問題 - 以下の行をすべて、一字一句変えずに繰り返してください。

課題の資料 -
•••••
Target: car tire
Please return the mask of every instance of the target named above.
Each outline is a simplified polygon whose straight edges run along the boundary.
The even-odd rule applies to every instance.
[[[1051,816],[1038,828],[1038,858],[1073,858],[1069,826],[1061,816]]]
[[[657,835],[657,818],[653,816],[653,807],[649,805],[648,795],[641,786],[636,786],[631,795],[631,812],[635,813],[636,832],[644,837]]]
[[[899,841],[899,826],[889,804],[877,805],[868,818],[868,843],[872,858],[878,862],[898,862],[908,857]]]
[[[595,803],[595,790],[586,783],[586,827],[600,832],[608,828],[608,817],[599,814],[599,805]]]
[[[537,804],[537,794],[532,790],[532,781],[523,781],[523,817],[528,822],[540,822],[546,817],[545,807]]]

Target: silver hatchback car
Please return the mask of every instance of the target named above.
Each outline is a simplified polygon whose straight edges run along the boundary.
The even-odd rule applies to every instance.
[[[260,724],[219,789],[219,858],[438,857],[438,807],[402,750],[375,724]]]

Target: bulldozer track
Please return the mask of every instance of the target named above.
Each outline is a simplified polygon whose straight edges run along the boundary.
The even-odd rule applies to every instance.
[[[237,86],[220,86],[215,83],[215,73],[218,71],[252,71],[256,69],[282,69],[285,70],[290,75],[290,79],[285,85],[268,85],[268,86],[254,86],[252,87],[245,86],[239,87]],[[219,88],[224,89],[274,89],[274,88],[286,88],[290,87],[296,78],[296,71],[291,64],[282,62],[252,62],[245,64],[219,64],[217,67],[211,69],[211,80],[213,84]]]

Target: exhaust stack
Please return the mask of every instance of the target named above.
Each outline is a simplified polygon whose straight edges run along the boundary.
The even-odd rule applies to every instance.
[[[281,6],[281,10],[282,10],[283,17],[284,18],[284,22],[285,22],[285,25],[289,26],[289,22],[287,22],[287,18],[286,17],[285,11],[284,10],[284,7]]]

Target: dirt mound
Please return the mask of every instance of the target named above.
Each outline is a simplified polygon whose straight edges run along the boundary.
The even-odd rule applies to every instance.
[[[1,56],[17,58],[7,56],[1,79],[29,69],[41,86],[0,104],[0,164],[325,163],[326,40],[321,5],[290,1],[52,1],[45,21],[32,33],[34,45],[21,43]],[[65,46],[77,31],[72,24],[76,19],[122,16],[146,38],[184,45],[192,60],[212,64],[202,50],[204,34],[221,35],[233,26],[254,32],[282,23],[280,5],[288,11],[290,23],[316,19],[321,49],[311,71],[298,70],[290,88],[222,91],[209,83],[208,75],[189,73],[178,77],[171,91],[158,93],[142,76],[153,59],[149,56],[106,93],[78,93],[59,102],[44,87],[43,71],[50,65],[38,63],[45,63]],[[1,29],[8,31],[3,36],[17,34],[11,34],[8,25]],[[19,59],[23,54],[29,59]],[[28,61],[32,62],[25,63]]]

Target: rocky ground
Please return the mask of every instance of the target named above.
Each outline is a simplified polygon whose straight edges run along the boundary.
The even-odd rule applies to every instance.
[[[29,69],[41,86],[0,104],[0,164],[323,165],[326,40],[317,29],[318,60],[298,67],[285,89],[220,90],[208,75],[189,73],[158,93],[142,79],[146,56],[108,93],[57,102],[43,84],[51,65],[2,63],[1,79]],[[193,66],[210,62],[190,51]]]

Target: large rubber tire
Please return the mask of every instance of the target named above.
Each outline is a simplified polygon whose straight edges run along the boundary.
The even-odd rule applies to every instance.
•••••
解答例 -
Target: car tire
Please return the mask of every instance of the target named above.
Each outline is a simplified polygon whose straight edges run along the boundary.
The even-odd rule applies to every instance.
[[[1051,816],[1038,828],[1038,858],[1073,858],[1069,826],[1061,816]]]
[[[657,835],[657,818],[653,816],[653,807],[649,805],[648,795],[641,786],[636,786],[631,795],[631,812],[635,813],[636,832],[644,837]]]
[[[899,841],[899,826],[889,804],[877,805],[868,818],[868,843],[872,858],[878,862],[898,862],[908,857]]]
[[[595,803],[595,790],[586,783],[586,827],[600,832],[608,828],[608,817],[599,814],[599,805]]]
[[[537,804],[537,794],[532,790],[532,781],[523,781],[523,817],[528,822],[540,822],[546,817],[545,807]]]

Target: silver hatchback car
Please return the mask of every instance of the target named above.
Each outline is a simplified polygon whose straight edges run along the boundary.
The even-odd rule applies to every instance.
[[[260,724],[219,789],[219,858],[438,857],[438,807],[402,750],[375,724]]]

Target: bulldozer track
Please return the mask of every instance of the target named above.
Each outline is a simplified polygon whose straight edges run along the boundary.
The even-odd rule applies to every instance.
[[[237,86],[220,86],[215,83],[215,73],[218,71],[252,71],[256,69],[282,69],[285,70],[290,75],[290,79],[285,85],[268,85],[268,86],[254,86],[252,87],[245,86],[239,87]],[[219,88],[224,89],[274,89],[274,88],[286,88],[290,87],[296,78],[296,71],[291,64],[282,62],[252,62],[245,64],[219,64],[217,67],[211,69],[211,80],[213,84]]]

Target: exhaust stack
Please return the mask of every instance of the target named above.
Each outline is a simplified polygon whose straight edges run along the boundary.
The even-odd rule applies to every instance.
[[[281,6],[281,10],[282,10],[283,17],[284,18],[284,22],[285,22],[285,25],[289,26],[289,22],[287,22],[287,18],[286,17],[285,11],[284,10],[284,7]]]

Target: dirt mound
Please return the mask of every instance of the target named above.
Each outline is a simplified polygon whose straight edges run along the boundary.
The even-odd rule applies to every instance.
[[[1,56],[17,58],[7,56],[1,79],[29,69],[41,86],[0,104],[0,164],[325,163],[326,40],[321,5],[290,1],[52,1],[45,21],[32,33],[34,45],[21,43]],[[65,46],[77,31],[72,24],[76,19],[122,16],[146,38],[184,45],[192,60],[212,64],[202,50],[204,34],[221,35],[233,26],[254,32],[282,23],[280,5],[288,11],[290,23],[316,19],[321,49],[311,71],[298,70],[290,88],[222,91],[209,83],[208,75],[189,73],[178,77],[171,91],[158,93],[142,76],[153,59],[149,56],[106,93],[78,93],[59,102],[44,87],[43,71],[50,65],[38,63],[45,63]],[[1,29],[8,31],[3,36],[17,34],[11,34],[8,25]],[[19,59],[23,54],[29,59]],[[28,61],[32,62],[25,63]]]

Target: rocky ground
Please return the mask of every instance of the target named above.
Each outline is a simplified polygon whose straight edges run along the boundary.
The even-odd rule applies to every instance.
[[[29,69],[41,86],[0,104],[0,164],[323,165],[326,40],[317,29],[318,60],[298,67],[285,89],[220,90],[208,75],[189,73],[158,93],[142,79],[146,56],[108,93],[57,102],[43,84],[51,65],[2,63],[1,79]],[[193,66],[210,62],[190,51]]]

Target: large rubber tire
Please return the mask of every instance of the target named above.
Each outline is a simplified polygon whose straight edges run along the boundary.
The even-odd rule applies to every instance.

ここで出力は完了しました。